Task goal →
Locate and copy each line of the material that contains the string "shrub", treating uppercase and lowercase as different.

Provided entries →
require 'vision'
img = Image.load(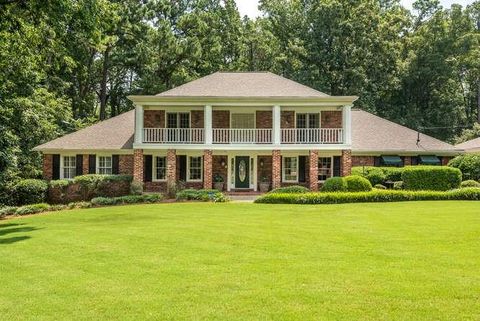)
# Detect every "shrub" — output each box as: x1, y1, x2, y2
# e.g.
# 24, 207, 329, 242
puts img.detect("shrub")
321, 177, 347, 192
460, 179, 480, 188
130, 181, 143, 195
345, 175, 372, 192
255, 187, 480, 204
15, 203, 50, 215
176, 189, 228, 203
402, 166, 462, 191
448, 154, 480, 181
269, 185, 310, 194
14, 179, 48, 205
393, 181, 403, 190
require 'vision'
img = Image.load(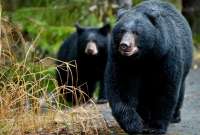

Correct answer →
# Detect every "shrub" — output each box as: x1, y1, x2, y2
puts img.detect("shrub")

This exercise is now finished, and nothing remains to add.